(Work to complete) Turn the records below into a numbered list, leaving out blank lines and the pictures.

(Records of labeled points)
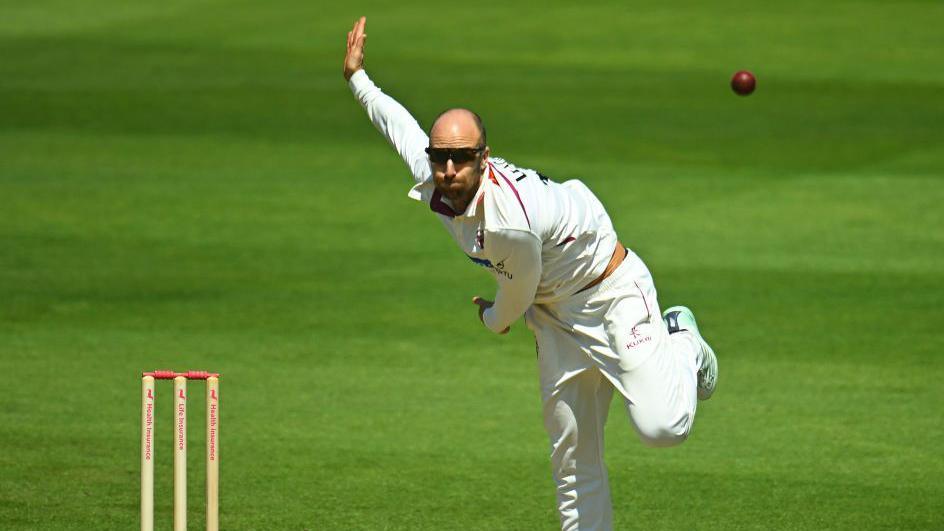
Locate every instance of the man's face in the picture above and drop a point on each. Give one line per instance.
(457, 156)
(457, 169)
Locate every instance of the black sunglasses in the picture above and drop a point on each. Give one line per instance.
(457, 155)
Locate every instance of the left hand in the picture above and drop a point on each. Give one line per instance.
(483, 304)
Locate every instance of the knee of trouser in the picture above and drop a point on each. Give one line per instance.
(663, 434)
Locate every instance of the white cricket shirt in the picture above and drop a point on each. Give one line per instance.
(542, 241)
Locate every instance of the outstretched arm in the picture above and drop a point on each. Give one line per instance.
(388, 116)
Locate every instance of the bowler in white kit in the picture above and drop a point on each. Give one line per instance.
(589, 300)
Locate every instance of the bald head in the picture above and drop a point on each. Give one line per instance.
(457, 128)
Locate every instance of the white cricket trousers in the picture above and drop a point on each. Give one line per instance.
(610, 336)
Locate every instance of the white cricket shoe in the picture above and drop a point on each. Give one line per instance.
(680, 318)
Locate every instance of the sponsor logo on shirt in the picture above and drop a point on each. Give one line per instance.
(637, 339)
(498, 268)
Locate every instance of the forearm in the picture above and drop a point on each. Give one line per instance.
(395, 122)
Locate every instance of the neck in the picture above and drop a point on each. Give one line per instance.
(460, 204)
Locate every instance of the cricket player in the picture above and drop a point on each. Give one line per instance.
(589, 300)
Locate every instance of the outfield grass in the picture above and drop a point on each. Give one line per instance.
(191, 185)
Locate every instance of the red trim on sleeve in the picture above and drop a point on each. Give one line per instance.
(513, 189)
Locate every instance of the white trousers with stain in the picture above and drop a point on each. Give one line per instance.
(610, 337)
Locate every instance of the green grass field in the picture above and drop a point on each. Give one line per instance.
(190, 184)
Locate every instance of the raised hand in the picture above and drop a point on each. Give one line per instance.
(354, 60)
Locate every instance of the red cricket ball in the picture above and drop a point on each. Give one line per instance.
(743, 82)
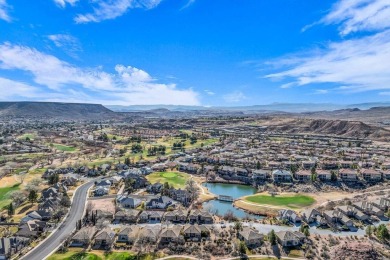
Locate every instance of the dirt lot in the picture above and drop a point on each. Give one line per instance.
(103, 204)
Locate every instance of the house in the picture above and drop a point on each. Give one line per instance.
(161, 202)
(9, 246)
(382, 203)
(371, 175)
(180, 195)
(176, 216)
(83, 237)
(348, 175)
(251, 237)
(151, 216)
(200, 216)
(336, 216)
(290, 239)
(129, 202)
(103, 183)
(281, 176)
(352, 211)
(303, 176)
(128, 234)
(31, 229)
(369, 208)
(171, 234)
(149, 234)
(259, 175)
(308, 164)
(50, 193)
(324, 175)
(155, 188)
(386, 174)
(310, 215)
(194, 232)
(104, 238)
(288, 215)
(101, 191)
(127, 216)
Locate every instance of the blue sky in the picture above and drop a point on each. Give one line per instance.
(195, 52)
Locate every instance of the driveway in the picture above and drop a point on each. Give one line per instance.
(50, 244)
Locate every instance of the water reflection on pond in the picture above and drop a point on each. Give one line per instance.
(234, 190)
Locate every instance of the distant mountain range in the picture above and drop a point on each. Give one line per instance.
(275, 107)
(55, 110)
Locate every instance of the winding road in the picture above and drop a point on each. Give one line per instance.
(51, 243)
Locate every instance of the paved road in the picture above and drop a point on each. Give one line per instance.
(44, 249)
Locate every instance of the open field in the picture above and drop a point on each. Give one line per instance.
(175, 179)
(64, 148)
(4, 194)
(282, 201)
(79, 254)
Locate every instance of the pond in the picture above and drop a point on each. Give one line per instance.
(234, 190)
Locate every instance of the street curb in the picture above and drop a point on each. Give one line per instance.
(85, 208)
(55, 230)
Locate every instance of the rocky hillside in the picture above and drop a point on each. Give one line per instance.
(330, 127)
(63, 111)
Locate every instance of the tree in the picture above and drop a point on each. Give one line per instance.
(65, 200)
(369, 231)
(242, 248)
(258, 165)
(17, 197)
(53, 179)
(272, 237)
(382, 232)
(237, 226)
(10, 209)
(33, 185)
(333, 176)
(32, 196)
(192, 189)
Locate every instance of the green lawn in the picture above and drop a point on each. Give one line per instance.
(294, 201)
(176, 179)
(72, 255)
(77, 254)
(4, 194)
(64, 148)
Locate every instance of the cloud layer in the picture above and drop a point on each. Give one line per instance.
(111, 9)
(357, 64)
(4, 11)
(127, 85)
(359, 15)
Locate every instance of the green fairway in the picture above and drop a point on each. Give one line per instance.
(64, 148)
(176, 179)
(71, 255)
(293, 201)
(78, 254)
(4, 195)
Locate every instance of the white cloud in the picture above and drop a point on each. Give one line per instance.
(4, 11)
(234, 97)
(359, 15)
(210, 93)
(358, 65)
(128, 85)
(62, 3)
(111, 9)
(188, 4)
(10, 89)
(68, 43)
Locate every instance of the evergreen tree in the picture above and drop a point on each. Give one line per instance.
(11, 210)
(32, 196)
(272, 237)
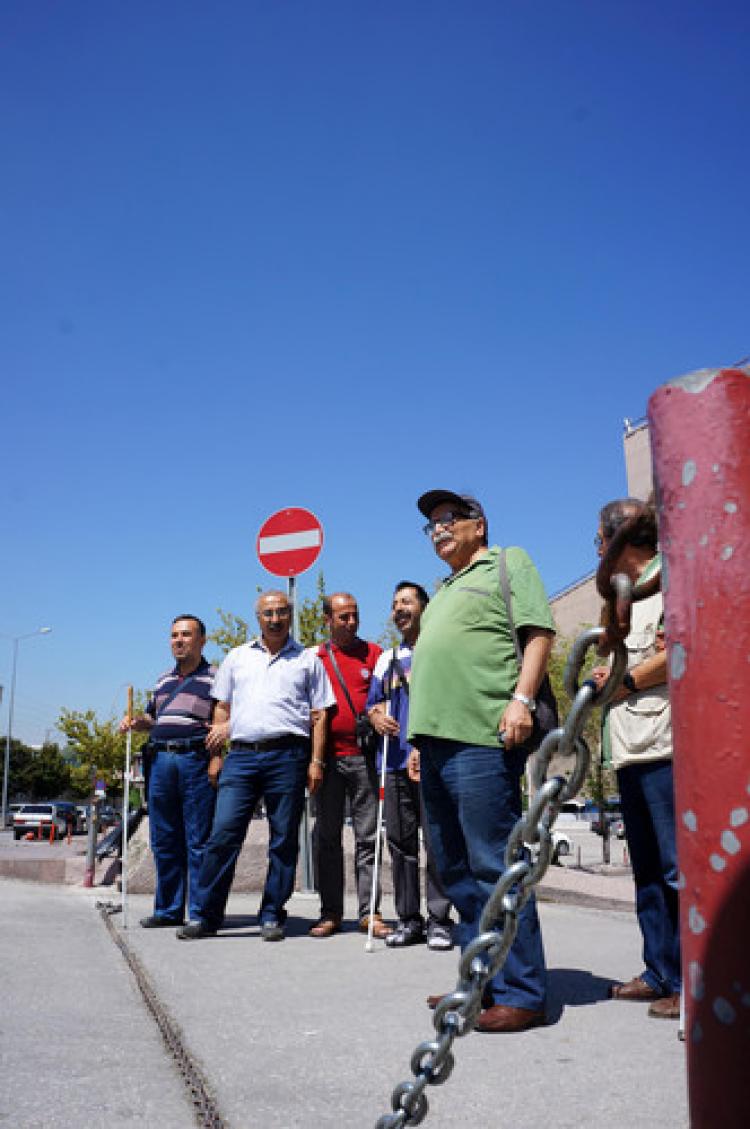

(Written reply)
1. Locate every instance of the man's face in the picture above and drop a point on each. Give one line per instance.
2. (457, 156)
3. (457, 169)
4. Locate every instance of the black sunglasses in the picture above and drop a point on each. Give one line per instance.
5. (457, 155)
6. Locate every instance of the left hand in the picture above and drop a point on each. Give one line per instance.
7. (483, 304)
8. Locate every instance of the knee of trouser in the picture above and drop a point on each. Give one line per instance.
9. (663, 434)
10. Locate every instance of the white cricket shirt in the picture above and drop a point on each. Give one line per instance.
11. (542, 241)
12. Locate every instance of the outstretched arm in the picture above and drop a point on each. Give one line per instance.
13. (388, 116)
14. Locate every instance of the bowler in white kit in the picture above and drop a point on each. Give one line per instance.
15. (589, 300)
16. Locate every instance of the bald head in the picture above and drop a point on each. Give one line per instance.
17. (457, 128)
18. Locate every instance of the white cricket trousers in the picture above and drop a point on each. Give one line per instance.
19. (610, 336)
20. Locate every instance of the white cricket shoe in the picture above and drop a point on each. Give one line per instance.
21. (680, 318)
22. Locate every instance of the sponsor logo on shirt in the picture above and drop a point on each. Give one line per instance.
23. (637, 339)
24. (498, 268)
25. Locate every instance of the forearm in the picture above and drop a point on each. Give one line per instance.
26. (395, 122)
27. Locate every instance of the neck in the picture above and drop a point on each. Give one line per instance.
28. (460, 204)
29. Locate every instance of the cricket player in the picture above and drop a point on each. Give one line per instance.
30. (589, 300)
31. Locate every instance of the outfield grass in the picture above and drop a point on each. Give one line per instance.
32. (191, 185)
33. Locate every instance of the red trim on sleeve in the picture above and drop a point on each. Give one line per instance.
34. (513, 189)
35. Locate every instance of the white trousers with stain in the picture above and drop a point on each. Give one line per instance.
36. (610, 337)
37. Locate every instance of the green grass field in the picture above and drop a point on each. Give one line per instance.
38. (190, 184)
39. Locate every instance of the raised hand in the picture above and drop a point on each. Give one line per instance.
40. (354, 60)
41. Locate every instance of the red cricket ball in the picture above and drop a point on each. Give one line per instance.
42. (743, 82)
43. Locate every instance of the dirt lot in the picture above and drop a point on each. Give one line per instance.
44. (103, 204)
45. Locate every instance of the house in the picture above and drop a point on each. Give one line per instance.
46. (161, 202)
47. (9, 246)
48. (382, 203)
49. (371, 175)
50. (180, 195)
51. (176, 216)
52. (83, 237)
53. (348, 175)
54. (251, 237)
55. (151, 216)
56. (200, 216)
57. (336, 216)
58. (290, 239)
59. (129, 202)
60. (103, 183)
61. (281, 176)
62. (352, 211)
63. (303, 176)
64. (128, 234)
65. (31, 229)
66. (369, 208)
67. (171, 234)
68. (149, 234)
69. (259, 175)
70. (308, 164)
71. (50, 193)
72. (324, 175)
73. (155, 188)
74. (386, 174)
75. (310, 215)
76. (194, 232)
77. (104, 238)
78. (288, 215)
79. (101, 191)
80. (127, 216)
81. Locate every instance of the blue sky in the picture above and drop a point on each. Give one line per instance.
82. (195, 52)
83. Locate every instance of the driveway in the picture above and drop a point on each. Give one line per instance.
84. (50, 244)
85. Locate every instance of the water reflection on pond in the picture above and drop a point on each. Give one line per instance.
86. (234, 190)
87. Locate every instance of the distant mountain range in the picture above and drop a point on each. Give one line per instance.
88. (275, 107)
89. (55, 110)
90. Locate every instance of the winding road in the picture above and drop a point on each. Give one line per instance.
91. (51, 243)
92. Locate every instance of the paved road in the picture above and drop a point on each. Give one line per instance.
93. (44, 249)
94. Locate every instance of the open field in the picture above and drop a point on each. Give one line per instance.
95. (175, 179)
96. (64, 148)
97. (4, 194)
98. (282, 201)
99. (79, 254)
100. Locate every instance of the pond in the picture above and drop a point on each. Give one line per instance.
101. (234, 190)
102. Locate every instance of the street curb in the picture above and drop a point on each. Give one line per instance.
103. (85, 208)
104. (55, 230)
105. Locate every instance of the rocky hillside in the picture above and drop a point on each. Give one line per instance.
106. (330, 127)
107. (63, 111)
108. Locate every instance of the tree in the picture above and drop a point on each. Give one line per instance.
109. (65, 200)
110. (369, 231)
111. (242, 248)
112. (258, 165)
113. (17, 197)
114. (53, 179)
115. (272, 237)
116. (382, 232)
117. (237, 226)
118. (10, 209)
119. (33, 185)
120. (333, 176)
121. (32, 196)
122. (192, 189)
123. Locate every instance of the green lawn in the picture above and drop a point on each. Give one line per instance.
124. (294, 201)
125. (176, 179)
126. (72, 255)
127. (77, 254)
128. (4, 194)
129. (64, 148)
130. Locate every instance of the cloud layer in the picture above and drop a point on each. Give one line per instance.
131. (111, 9)
132. (357, 64)
133. (4, 11)
134. (127, 85)
135. (359, 15)
136. Locate every instance of the green fairway in the picture above and drop a point on each. Give one line per instance.
137. (64, 148)
138. (176, 179)
139. (71, 255)
140. (293, 201)
141. (78, 254)
142. (4, 195)
143. Locate every instance of the white cloud in the picture above and drop a point on each. Give one line per instance.
144. (4, 11)
145. (234, 97)
146. (359, 15)
147. (210, 93)
148. (358, 65)
149. (128, 85)
150. (62, 3)
151. (111, 9)
152. (188, 4)
153. (10, 89)
154. (68, 43)
155. Locate every instance of the evergreen tree in the picture above and drop a point on each. Give one line per instance.
156. (11, 210)
157. (32, 196)
158. (272, 237)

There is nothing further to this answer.